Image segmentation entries
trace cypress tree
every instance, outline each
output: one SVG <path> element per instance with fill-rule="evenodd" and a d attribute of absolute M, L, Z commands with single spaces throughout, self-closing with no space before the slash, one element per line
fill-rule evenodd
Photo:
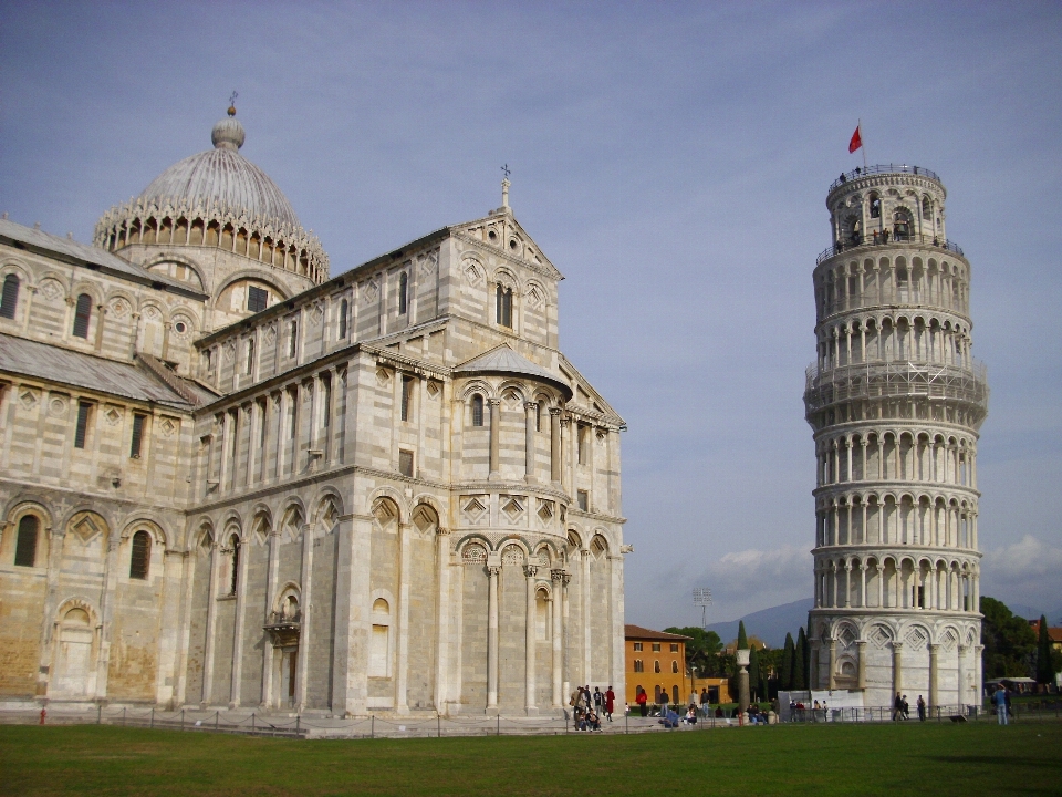
<path fill-rule="evenodd" d="M 756 652 L 756 645 L 749 653 L 749 686 L 752 689 L 752 701 L 758 702 L 760 691 L 760 656 Z"/>
<path fill-rule="evenodd" d="M 796 648 L 793 650 L 793 689 L 808 689 L 808 667 L 804 665 L 808 658 L 808 638 L 801 625 L 796 634 Z"/>
<path fill-rule="evenodd" d="M 1054 673 L 1051 670 L 1051 640 L 1048 638 L 1048 619 L 1041 614 L 1040 638 L 1037 640 L 1037 683 L 1052 683 Z"/>
<path fill-rule="evenodd" d="M 782 661 L 778 667 L 778 689 L 789 692 L 793 689 L 793 635 L 785 634 L 785 646 L 782 648 Z"/>

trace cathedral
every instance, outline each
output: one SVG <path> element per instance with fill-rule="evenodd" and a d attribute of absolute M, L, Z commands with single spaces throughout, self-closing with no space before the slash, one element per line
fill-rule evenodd
<path fill-rule="evenodd" d="M 620 433 L 502 206 L 330 278 L 212 148 L 0 220 L 0 700 L 555 714 L 624 693 Z"/>

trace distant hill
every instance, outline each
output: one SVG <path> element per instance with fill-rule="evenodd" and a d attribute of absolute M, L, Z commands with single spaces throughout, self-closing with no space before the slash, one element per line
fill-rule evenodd
<path fill-rule="evenodd" d="M 801 625 L 808 624 L 808 612 L 811 610 L 814 600 L 804 598 L 792 603 L 784 603 L 771 609 L 761 609 L 758 612 L 746 614 L 743 618 L 730 620 L 729 622 L 712 623 L 708 627 L 709 631 L 719 634 L 719 639 L 726 644 L 738 636 L 738 623 L 745 621 L 745 632 L 757 635 L 771 648 L 781 648 L 785 644 L 785 634 L 793 634 L 796 639 L 796 632 Z"/>

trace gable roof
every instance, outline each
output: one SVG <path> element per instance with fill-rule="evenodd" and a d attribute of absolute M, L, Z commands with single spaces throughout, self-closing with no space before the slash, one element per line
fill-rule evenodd
<path fill-rule="evenodd" d="M 194 402 L 133 363 L 0 333 L 0 372 L 190 411 Z"/>
<path fill-rule="evenodd" d="M 512 374 L 514 376 L 531 376 L 542 382 L 549 382 L 559 387 L 565 400 L 572 397 L 571 386 L 560 376 L 546 371 L 519 352 L 509 348 L 508 343 L 500 343 L 493 349 L 479 354 L 454 369 L 455 374 Z"/>
<path fill-rule="evenodd" d="M 98 271 L 112 277 L 118 277 L 149 286 L 164 288 L 171 293 L 180 293 L 192 299 L 206 299 L 207 294 L 166 275 L 148 271 L 142 266 L 129 262 L 106 249 L 81 244 L 70 238 L 60 238 L 51 232 L 33 229 L 23 225 L 0 219 L 0 244 L 13 246 L 15 249 L 32 251 L 53 260 L 83 266 L 92 271 Z"/>
<path fill-rule="evenodd" d="M 625 639 L 658 639 L 671 642 L 693 639 L 693 636 L 683 636 L 681 634 L 669 634 L 666 631 L 653 631 L 652 629 L 644 629 L 641 625 L 624 625 L 623 635 Z"/>

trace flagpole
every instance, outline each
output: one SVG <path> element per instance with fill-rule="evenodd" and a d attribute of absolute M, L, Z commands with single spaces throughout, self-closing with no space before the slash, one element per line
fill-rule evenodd
<path fill-rule="evenodd" d="M 862 120 L 862 117 L 860 118 L 858 131 L 860 131 L 860 144 L 862 144 L 862 146 L 860 147 L 860 149 L 863 151 L 863 170 L 866 172 L 866 141 L 863 138 L 863 120 Z"/>

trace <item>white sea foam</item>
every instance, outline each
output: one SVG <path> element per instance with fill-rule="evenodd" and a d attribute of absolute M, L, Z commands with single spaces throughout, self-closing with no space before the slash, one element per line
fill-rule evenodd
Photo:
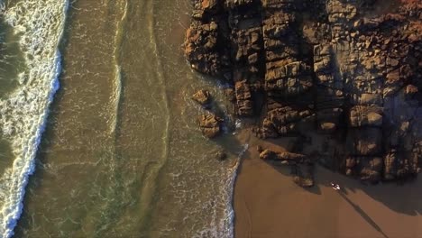
<path fill-rule="evenodd" d="M 194 237 L 213 237 L 213 238 L 233 238 L 234 235 L 234 210 L 233 208 L 233 193 L 234 189 L 234 182 L 236 180 L 237 169 L 240 165 L 242 157 L 249 149 L 249 144 L 243 144 L 242 151 L 240 151 L 236 163 L 233 166 L 226 179 L 222 180 L 224 183 L 220 188 L 222 192 L 222 200 L 225 202 L 224 208 L 223 219 L 218 224 L 212 224 L 209 227 L 198 232 Z"/>
<path fill-rule="evenodd" d="M 0 100 L 0 128 L 15 156 L 13 166 L 0 178 L 0 237 L 14 234 L 49 105 L 59 88 L 58 46 L 68 5 L 68 0 L 22 0 L 1 13 L 21 35 L 27 69 L 19 74 L 18 88 Z"/>

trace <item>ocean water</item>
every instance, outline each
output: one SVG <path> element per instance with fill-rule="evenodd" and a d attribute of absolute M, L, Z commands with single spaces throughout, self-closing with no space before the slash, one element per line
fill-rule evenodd
<path fill-rule="evenodd" d="M 226 106 L 183 57 L 191 1 L 2 6 L 2 236 L 232 237 L 245 145 L 197 128 L 197 90 Z"/>
<path fill-rule="evenodd" d="M 0 234 L 9 237 L 22 212 L 28 176 L 60 71 L 59 41 L 67 1 L 1 3 Z M 2 151 L 3 152 L 3 151 Z"/>

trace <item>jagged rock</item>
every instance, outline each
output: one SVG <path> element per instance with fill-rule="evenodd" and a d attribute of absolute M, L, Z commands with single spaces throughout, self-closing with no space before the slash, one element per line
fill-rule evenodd
<path fill-rule="evenodd" d="M 200 115 L 198 120 L 199 127 L 205 136 L 214 138 L 220 134 L 223 122 L 221 118 L 212 114 L 206 114 Z"/>
<path fill-rule="evenodd" d="M 211 102 L 211 94 L 208 90 L 199 90 L 192 96 L 192 99 L 201 105 L 206 105 Z"/>
<path fill-rule="evenodd" d="M 218 24 L 195 23 L 186 33 L 185 56 L 192 69 L 209 75 L 221 75 L 226 61 L 224 53 L 216 48 Z"/>
<path fill-rule="evenodd" d="M 227 159 L 227 153 L 225 151 L 218 151 L 216 152 L 216 158 L 222 161 Z"/>
<path fill-rule="evenodd" d="M 370 127 L 365 130 L 349 130 L 347 149 L 353 155 L 380 155 L 382 149 L 382 130 Z"/>
<path fill-rule="evenodd" d="M 290 152 L 275 152 L 266 149 L 260 153 L 260 158 L 264 160 L 292 160 L 297 163 L 301 163 L 305 160 L 307 156 Z"/>
<path fill-rule="evenodd" d="M 197 71 L 224 76 L 237 115 L 262 112 L 258 137 L 305 138 L 313 126 L 335 141 L 316 153 L 347 175 L 401 179 L 422 163 L 422 5 L 399 1 L 390 14 L 374 3 L 194 0 L 185 54 Z"/>
<path fill-rule="evenodd" d="M 382 114 L 382 108 L 380 106 L 355 105 L 350 109 L 350 125 L 352 127 L 381 127 Z"/>
<path fill-rule="evenodd" d="M 246 80 L 236 82 L 234 85 L 236 95 L 237 114 L 248 116 L 253 114 L 252 94 Z"/>

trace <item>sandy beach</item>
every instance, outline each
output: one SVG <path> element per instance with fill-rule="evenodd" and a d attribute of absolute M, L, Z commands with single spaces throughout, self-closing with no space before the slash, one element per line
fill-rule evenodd
<path fill-rule="evenodd" d="M 289 168 L 259 159 L 261 142 L 246 141 L 234 188 L 235 237 L 422 237 L 420 178 L 372 186 L 317 166 L 316 186 L 304 189 L 293 183 Z"/>

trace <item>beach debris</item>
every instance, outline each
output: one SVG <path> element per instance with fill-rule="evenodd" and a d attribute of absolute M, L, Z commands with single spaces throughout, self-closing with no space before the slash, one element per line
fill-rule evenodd
<path fill-rule="evenodd" d="M 225 78 L 236 115 L 257 115 L 257 137 L 315 138 L 261 159 L 306 165 L 312 151 L 364 181 L 413 178 L 422 165 L 422 4 L 380 13 L 380 1 L 354 2 L 194 0 L 185 55 Z M 304 178 L 295 179 L 311 184 Z"/>

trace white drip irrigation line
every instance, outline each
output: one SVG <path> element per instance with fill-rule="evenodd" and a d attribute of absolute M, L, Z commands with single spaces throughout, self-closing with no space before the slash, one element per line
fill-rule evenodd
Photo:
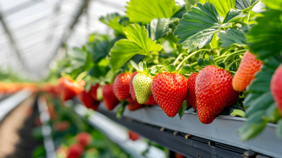
<path fill-rule="evenodd" d="M 28 90 L 23 90 L 0 102 L 0 121 L 14 108 L 31 95 Z"/>
<path fill-rule="evenodd" d="M 80 104 L 75 105 L 74 110 L 82 117 L 84 117 L 88 111 L 87 109 Z M 141 153 L 146 150 L 147 142 L 140 139 L 135 141 L 130 140 L 125 128 L 97 111 L 94 111 L 93 114 L 88 117 L 87 121 L 91 126 L 102 132 L 134 157 L 166 157 L 166 154 L 164 151 L 154 146 L 150 147 L 149 152 L 146 154 L 146 157 L 142 156 Z"/>
<path fill-rule="evenodd" d="M 48 111 L 48 107 L 46 100 L 44 98 L 39 98 L 37 99 L 38 109 L 40 113 L 40 121 L 42 123 L 42 133 L 44 138 L 44 145 L 46 150 L 47 158 L 55 158 L 55 145 L 51 137 L 51 128 L 48 125 L 47 122 L 50 120 L 50 116 Z"/>

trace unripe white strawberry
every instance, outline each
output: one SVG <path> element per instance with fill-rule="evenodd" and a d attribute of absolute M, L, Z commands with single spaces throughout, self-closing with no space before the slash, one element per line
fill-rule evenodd
<path fill-rule="evenodd" d="M 153 78 L 149 75 L 144 73 L 137 73 L 133 78 L 133 87 L 135 92 L 137 102 L 143 104 L 152 95 L 152 82 Z"/>

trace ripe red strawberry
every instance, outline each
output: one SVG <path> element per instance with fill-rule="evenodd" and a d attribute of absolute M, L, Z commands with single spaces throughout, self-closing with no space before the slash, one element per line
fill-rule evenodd
<path fill-rule="evenodd" d="M 130 95 L 129 81 L 131 75 L 132 73 L 122 73 L 118 75 L 114 81 L 114 93 L 119 100 L 125 100 Z"/>
<path fill-rule="evenodd" d="M 212 123 L 225 107 L 237 102 L 239 92 L 232 87 L 232 75 L 214 66 L 202 69 L 196 79 L 198 117 L 204 124 Z"/>
<path fill-rule="evenodd" d="M 260 70 L 262 61 L 255 59 L 257 56 L 249 51 L 244 54 L 239 68 L 232 80 L 233 89 L 238 92 L 245 90 L 255 78 L 255 74 Z"/>
<path fill-rule="evenodd" d="M 157 105 L 158 104 L 154 100 L 153 95 L 150 95 L 148 101 L 147 101 L 144 104 L 145 105 Z"/>
<path fill-rule="evenodd" d="M 62 77 L 58 80 L 58 85 L 61 91 L 61 98 L 63 101 L 73 99 L 84 90 L 83 86 L 66 77 Z"/>
<path fill-rule="evenodd" d="M 136 95 L 135 95 L 135 92 L 134 91 L 134 87 L 133 87 L 133 78 L 135 76 L 136 74 L 138 73 L 137 71 L 134 72 L 133 75 L 131 75 L 130 80 L 129 81 L 129 90 L 130 92 L 131 97 L 133 100 L 136 100 Z"/>
<path fill-rule="evenodd" d="M 277 108 L 282 116 L 282 64 L 275 71 L 272 75 L 270 89 L 276 103 Z"/>
<path fill-rule="evenodd" d="M 128 102 L 128 109 L 130 111 L 135 111 L 144 107 L 144 104 L 139 104 L 137 101 L 133 100 L 131 97 L 128 97 L 126 101 Z"/>
<path fill-rule="evenodd" d="M 99 101 L 97 97 L 97 90 L 99 87 L 99 84 L 95 84 L 94 85 L 91 86 L 90 90 L 89 91 L 89 94 L 90 94 L 91 97 L 97 101 Z"/>
<path fill-rule="evenodd" d="M 140 138 L 140 136 L 137 133 L 136 133 L 132 130 L 130 130 L 128 132 L 128 137 L 130 140 L 132 140 L 133 141 L 139 140 L 139 138 Z"/>
<path fill-rule="evenodd" d="M 188 89 L 186 78 L 177 73 L 160 73 L 152 84 L 154 99 L 168 117 L 174 117 L 178 112 Z"/>
<path fill-rule="evenodd" d="M 78 144 L 71 145 L 68 149 L 67 158 L 78 158 L 83 154 L 83 147 Z"/>
<path fill-rule="evenodd" d="M 88 133 L 80 133 L 76 135 L 76 140 L 78 141 L 78 144 L 85 147 L 90 144 L 92 141 L 92 137 Z"/>
<path fill-rule="evenodd" d="M 78 99 L 83 103 L 87 108 L 90 108 L 94 111 L 98 109 L 100 102 L 94 100 L 91 95 L 85 90 L 81 91 L 78 95 Z"/>
<path fill-rule="evenodd" d="M 196 78 L 199 73 L 193 73 L 188 78 L 188 92 L 187 93 L 186 102 L 188 108 L 190 106 L 193 107 L 194 109 L 197 109 L 197 99 L 196 99 L 196 92 L 195 92 L 195 85 L 196 85 Z"/>
<path fill-rule="evenodd" d="M 114 109 L 118 104 L 119 100 L 114 94 L 113 85 L 106 84 L 102 88 L 104 97 L 104 103 L 108 110 Z"/>

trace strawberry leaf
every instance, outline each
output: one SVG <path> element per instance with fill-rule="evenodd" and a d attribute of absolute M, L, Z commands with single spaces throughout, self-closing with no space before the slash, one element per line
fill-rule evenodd
<path fill-rule="evenodd" d="M 221 47 L 228 48 L 233 44 L 238 44 L 243 46 L 247 44 L 247 38 L 245 36 L 244 32 L 238 28 L 228 28 L 226 30 L 221 30 L 219 33 L 219 42 L 223 44 Z"/>
<path fill-rule="evenodd" d="M 247 35 L 250 51 L 258 59 L 280 54 L 282 43 L 282 11 L 269 10 L 257 18 L 258 24 Z M 269 19 L 271 19 L 269 20 Z"/>
<path fill-rule="evenodd" d="M 176 72 L 176 66 L 173 65 L 173 63 L 169 64 L 168 66 L 168 72 L 170 72 L 170 73 Z"/>
<path fill-rule="evenodd" d="M 149 23 L 154 18 L 171 18 L 180 8 L 172 0 L 130 0 L 128 4 L 126 14 L 129 20 L 142 24 Z"/>
<path fill-rule="evenodd" d="M 162 37 L 166 36 L 171 30 L 168 28 L 169 18 L 154 18 L 149 23 L 149 35 L 152 40 L 157 40 Z"/>
<path fill-rule="evenodd" d="M 192 7 L 191 11 L 183 15 L 173 35 L 179 39 L 178 44 L 183 44 L 182 48 L 188 49 L 190 52 L 211 42 L 214 34 L 219 32 L 221 28 L 231 27 L 231 23 L 245 16 L 239 10 L 231 9 L 222 23 L 213 4 L 197 3 L 197 7 Z"/>
<path fill-rule="evenodd" d="M 200 0 L 200 2 L 209 1 L 216 7 L 219 16 L 225 17 L 231 8 L 235 8 L 235 0 Z"/>
<path fill-rule="evenodd" d="M 182 103 L 181 108 L 178 111 L 178 114 L 180 119 L 182 116 L 184 115 L 186 109 L 187 109 L 187 102 L 185 100 L 184 100 L 184 102 Z"/>
<path fill-rule="evenodd" d="M 120 40 L 111 49 L 110 63 L 116 72 L 136 54 L 151 56 L 151 51 L 162 49 L 161 45 L 148 38 L 145 26 L 130 24 L 125 29 L 128 40 Z"/>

# Exercise instructions
Reproduce everything in the rows above from the line containing "trace <item>beach debris</item>" down to the line containing "153 78 L 149", requests included, offsetting every coordinate in the answer outlines by 97. Leave the pictures out of your answer.

# Output of the task
trace <item>beach debris</item>
every instance, outline each
output: one SVG <path> element per instance with fill-rule="evenodd" and a d attribute of absolute M, L, Z commands with single spaces throughout, self-closing with no space before the slash, one element per line
fill-rule evenodd
<path fill-rule="evenodd" d="M 322 175 L 333 212 L 354 212 L 354 234 L 412 235 L 358 256 L 403 262 L 409 248 L 461 278 L 510 275 L 519 262 L 519 101 L 477 110 L 477 98 L 451 99 L 291 97 L 282 152 Z M 401 275 L 392 276 L 408 281 Z"/>

trace white drip irrigation line
every instance, outline each
output: one SVG <path> element per instance with fill-rule="evenodd" and a d attribute of absolute M, L, Z commands with single spaces throughout, self-closing with no space before the slash, one element per line
fill-rule evenodd
Photo:
<path fill-rule="evenodd" d="M 125 187 L 120 187 L 97 199 L 97 218 L 111 205 L 128 192 Z"/>
<path fill-rule="evenodd" d="M 177 201 L 172 202 L 171 207 L 179 214 L 181 214 L 185 208 L 184 206 Z M 238 250 L 243 247 L 244 239 L 237 236 L 232 238 L 227 237 L 222 225 L 194 208 L 191 208 L 190 211 L 185 214 L 184 218 L 188 223 L 199 229 L 231 254 L 263 254 L 263 251 L 261 248 L 251 243 L 247 244 L 246 249 L 243 251 L 243 254 L 239 253 Z"/>
<path fill-rule="evenodd" d="M 145 208 L 145 204 L 143 197 L 141 195 L 136 195 L 134 196 L 135 206 L 137 210 L 137 218 L 139 220 L 139 230 L 141 235 L 141 242 L 143 247 L 144 255 L 152 255 L 152 242 L 148 234 L 148 225 L 145 222 L 144 219 L 147 217 L 147 213 Z"/>

trace unripe white strawberry
every instance, outline each
output: one SVG <path> element per instance with fill-rule="evenodd" and a d attribute of absolute M, L, Z commands with single spaces throughout, self-closing with no space before the slash, one element per line
fill-rule evenodd
<path fill-rule="evenodd" d="M 250 175 L 246 172 L 241 170 L 234 170 L 230 175 L 230 184 L 232 189 L 234 199 L 240 201 L 249 192 L 249 179 Z"/>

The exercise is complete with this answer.